▶ [Brief]: Gather every line from the entries below that includes "Would".

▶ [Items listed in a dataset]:
== Segment start ==

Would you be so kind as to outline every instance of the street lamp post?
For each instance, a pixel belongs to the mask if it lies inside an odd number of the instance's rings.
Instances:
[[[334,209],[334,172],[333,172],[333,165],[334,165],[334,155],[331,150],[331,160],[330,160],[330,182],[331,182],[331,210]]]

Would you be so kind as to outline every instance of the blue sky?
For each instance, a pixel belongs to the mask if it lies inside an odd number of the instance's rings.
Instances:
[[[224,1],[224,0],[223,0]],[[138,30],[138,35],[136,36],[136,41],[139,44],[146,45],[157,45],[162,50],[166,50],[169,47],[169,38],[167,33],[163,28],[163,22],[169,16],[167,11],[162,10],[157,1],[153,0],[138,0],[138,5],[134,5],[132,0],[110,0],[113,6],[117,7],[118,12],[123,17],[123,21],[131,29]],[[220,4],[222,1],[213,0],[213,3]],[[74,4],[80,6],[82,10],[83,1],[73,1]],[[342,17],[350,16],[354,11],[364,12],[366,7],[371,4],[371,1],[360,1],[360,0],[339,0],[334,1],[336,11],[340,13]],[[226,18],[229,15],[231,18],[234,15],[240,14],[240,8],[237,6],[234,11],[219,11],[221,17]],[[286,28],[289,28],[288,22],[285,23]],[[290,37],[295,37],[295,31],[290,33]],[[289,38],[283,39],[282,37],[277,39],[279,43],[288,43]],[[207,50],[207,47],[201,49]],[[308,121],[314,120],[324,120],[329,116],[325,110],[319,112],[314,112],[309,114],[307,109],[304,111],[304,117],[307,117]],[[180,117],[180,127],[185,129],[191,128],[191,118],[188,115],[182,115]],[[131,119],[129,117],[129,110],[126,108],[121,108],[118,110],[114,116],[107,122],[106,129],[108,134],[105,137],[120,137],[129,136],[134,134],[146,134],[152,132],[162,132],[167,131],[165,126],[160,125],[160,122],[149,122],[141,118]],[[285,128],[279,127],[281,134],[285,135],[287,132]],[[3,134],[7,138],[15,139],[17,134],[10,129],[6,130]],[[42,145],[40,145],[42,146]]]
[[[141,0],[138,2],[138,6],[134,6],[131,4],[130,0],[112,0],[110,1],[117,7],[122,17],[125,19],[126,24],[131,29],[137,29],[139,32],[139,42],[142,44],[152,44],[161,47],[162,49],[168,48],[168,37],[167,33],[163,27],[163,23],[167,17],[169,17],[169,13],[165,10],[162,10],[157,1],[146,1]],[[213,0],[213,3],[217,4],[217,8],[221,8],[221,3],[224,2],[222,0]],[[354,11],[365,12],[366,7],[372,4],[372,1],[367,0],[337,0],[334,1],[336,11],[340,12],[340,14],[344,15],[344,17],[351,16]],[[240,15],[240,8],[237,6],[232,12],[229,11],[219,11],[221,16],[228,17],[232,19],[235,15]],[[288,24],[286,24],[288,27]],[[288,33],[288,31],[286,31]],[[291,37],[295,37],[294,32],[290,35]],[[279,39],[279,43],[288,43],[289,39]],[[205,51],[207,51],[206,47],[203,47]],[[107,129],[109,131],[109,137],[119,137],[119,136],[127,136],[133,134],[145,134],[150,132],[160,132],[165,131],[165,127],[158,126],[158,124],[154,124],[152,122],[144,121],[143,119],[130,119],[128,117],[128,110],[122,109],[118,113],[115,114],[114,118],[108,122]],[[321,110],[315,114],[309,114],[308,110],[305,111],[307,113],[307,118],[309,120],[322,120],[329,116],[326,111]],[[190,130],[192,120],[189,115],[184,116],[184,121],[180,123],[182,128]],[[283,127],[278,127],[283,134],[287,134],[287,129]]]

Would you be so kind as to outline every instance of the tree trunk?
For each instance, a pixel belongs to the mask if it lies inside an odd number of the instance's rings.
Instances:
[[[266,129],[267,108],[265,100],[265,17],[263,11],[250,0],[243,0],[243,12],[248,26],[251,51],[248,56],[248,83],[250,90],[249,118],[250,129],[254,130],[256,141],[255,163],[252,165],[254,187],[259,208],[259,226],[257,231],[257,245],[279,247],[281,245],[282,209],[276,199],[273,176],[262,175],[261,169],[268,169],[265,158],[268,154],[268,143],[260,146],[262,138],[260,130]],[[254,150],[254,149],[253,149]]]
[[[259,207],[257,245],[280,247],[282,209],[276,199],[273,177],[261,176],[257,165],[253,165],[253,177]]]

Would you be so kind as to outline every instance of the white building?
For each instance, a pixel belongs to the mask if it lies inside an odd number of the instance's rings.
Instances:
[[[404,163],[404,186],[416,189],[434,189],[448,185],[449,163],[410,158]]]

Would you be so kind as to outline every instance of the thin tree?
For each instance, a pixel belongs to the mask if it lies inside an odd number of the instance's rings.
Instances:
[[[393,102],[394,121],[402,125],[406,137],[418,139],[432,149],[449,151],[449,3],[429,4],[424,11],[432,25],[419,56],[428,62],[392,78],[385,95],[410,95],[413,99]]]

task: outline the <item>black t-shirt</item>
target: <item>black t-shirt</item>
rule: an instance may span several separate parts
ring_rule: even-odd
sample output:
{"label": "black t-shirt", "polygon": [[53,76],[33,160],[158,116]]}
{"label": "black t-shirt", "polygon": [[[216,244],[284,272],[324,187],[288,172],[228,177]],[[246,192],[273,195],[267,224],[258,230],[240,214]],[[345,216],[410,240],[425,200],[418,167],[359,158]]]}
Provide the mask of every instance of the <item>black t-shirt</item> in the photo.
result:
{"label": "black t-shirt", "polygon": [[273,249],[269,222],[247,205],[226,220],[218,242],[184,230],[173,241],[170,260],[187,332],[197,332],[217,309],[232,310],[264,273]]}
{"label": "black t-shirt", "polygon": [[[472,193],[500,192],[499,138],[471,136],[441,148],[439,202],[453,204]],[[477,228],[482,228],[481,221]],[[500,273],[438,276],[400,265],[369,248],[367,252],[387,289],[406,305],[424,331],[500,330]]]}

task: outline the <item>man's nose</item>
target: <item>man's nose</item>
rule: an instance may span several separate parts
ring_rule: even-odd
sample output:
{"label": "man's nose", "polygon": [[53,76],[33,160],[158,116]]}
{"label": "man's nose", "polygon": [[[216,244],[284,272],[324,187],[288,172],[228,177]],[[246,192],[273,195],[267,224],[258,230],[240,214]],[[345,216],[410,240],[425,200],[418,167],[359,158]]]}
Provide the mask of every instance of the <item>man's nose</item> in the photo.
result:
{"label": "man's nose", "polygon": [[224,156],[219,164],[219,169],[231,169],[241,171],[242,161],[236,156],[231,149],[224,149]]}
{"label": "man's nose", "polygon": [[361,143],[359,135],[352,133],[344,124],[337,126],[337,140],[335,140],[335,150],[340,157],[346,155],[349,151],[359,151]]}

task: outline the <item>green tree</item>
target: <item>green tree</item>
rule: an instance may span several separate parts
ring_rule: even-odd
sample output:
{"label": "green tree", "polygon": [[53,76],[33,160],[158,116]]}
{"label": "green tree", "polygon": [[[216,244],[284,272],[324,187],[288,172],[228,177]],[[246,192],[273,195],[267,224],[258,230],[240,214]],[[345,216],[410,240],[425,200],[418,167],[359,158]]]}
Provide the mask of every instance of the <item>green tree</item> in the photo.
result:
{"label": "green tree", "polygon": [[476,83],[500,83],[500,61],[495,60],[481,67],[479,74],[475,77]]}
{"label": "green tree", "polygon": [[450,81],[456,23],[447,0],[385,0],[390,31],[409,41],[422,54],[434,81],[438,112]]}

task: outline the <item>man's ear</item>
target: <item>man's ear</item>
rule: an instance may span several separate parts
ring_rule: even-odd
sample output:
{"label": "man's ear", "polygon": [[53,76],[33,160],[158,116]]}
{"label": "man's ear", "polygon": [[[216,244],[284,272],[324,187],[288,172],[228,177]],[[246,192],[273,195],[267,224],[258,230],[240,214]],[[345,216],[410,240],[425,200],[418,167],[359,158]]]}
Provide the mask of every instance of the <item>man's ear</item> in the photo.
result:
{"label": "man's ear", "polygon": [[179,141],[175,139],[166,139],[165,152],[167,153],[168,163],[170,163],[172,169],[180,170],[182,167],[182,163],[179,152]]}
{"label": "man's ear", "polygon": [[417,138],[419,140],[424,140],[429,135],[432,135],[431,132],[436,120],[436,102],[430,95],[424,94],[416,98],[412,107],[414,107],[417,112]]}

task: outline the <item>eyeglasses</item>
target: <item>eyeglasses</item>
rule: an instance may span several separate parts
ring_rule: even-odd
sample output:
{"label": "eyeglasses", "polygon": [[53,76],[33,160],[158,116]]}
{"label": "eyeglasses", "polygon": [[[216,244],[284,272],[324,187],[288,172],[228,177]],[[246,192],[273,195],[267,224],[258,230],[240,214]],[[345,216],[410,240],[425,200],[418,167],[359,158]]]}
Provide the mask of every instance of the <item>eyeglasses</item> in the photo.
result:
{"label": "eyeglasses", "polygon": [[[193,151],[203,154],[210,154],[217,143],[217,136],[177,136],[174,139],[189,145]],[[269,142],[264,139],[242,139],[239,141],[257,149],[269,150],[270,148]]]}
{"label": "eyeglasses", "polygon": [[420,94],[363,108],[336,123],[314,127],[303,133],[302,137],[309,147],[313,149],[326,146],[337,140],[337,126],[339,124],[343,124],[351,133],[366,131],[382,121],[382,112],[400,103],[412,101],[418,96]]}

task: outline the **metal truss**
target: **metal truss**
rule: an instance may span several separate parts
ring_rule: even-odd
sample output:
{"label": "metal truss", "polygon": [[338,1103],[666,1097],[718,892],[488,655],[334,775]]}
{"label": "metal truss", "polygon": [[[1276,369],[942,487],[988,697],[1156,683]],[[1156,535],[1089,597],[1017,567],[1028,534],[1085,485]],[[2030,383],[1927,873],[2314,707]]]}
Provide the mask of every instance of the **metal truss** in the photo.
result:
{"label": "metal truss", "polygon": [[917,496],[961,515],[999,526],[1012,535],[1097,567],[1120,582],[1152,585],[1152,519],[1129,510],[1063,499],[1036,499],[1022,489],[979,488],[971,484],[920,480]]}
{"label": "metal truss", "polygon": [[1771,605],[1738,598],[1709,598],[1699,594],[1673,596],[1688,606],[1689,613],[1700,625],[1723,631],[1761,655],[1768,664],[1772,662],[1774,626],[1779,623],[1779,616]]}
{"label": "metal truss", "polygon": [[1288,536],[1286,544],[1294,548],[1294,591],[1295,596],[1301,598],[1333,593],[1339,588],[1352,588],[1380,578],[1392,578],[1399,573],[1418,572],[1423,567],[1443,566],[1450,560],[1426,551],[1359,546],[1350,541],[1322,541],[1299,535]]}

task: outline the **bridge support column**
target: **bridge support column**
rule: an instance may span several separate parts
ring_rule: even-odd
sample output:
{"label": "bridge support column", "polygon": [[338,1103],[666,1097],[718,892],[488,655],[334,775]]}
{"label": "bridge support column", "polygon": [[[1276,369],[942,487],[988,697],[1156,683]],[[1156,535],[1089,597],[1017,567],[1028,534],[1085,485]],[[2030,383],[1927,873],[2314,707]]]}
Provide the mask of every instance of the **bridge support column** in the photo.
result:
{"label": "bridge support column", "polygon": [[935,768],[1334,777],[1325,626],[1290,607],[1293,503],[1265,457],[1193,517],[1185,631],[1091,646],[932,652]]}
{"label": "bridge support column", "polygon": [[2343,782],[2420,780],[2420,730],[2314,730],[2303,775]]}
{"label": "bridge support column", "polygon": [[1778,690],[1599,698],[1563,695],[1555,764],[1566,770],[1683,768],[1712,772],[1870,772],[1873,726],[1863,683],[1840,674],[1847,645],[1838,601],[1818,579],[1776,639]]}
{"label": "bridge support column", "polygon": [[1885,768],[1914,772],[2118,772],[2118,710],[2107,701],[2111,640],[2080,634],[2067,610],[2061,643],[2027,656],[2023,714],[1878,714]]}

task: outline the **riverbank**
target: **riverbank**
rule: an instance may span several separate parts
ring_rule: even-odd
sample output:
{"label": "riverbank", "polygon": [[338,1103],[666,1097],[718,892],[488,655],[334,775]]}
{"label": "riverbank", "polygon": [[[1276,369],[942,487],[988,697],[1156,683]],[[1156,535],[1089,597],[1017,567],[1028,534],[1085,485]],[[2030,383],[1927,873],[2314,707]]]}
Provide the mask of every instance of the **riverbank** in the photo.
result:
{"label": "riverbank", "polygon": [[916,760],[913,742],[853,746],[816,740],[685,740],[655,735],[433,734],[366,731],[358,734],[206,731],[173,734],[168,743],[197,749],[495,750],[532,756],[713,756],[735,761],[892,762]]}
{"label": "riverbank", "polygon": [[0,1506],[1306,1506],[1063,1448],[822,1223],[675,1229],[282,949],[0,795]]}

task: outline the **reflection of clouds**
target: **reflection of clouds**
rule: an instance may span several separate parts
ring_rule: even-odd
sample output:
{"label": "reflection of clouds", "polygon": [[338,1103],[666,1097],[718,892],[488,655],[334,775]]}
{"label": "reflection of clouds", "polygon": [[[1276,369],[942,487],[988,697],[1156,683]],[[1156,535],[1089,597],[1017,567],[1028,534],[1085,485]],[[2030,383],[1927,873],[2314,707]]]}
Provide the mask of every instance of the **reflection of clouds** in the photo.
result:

== Segment end ==

▶ [Answer box]:
Would you be so kind as to outline every instance of the street lamp post?
Would you be so kind as to outline every instance of the blue sky?
Would you be so kind as to outline every instance of the tree trunk?
Would you be so kind as to outline every instance of the white building?
Would you be so kind as to outline every instance of the thin tree?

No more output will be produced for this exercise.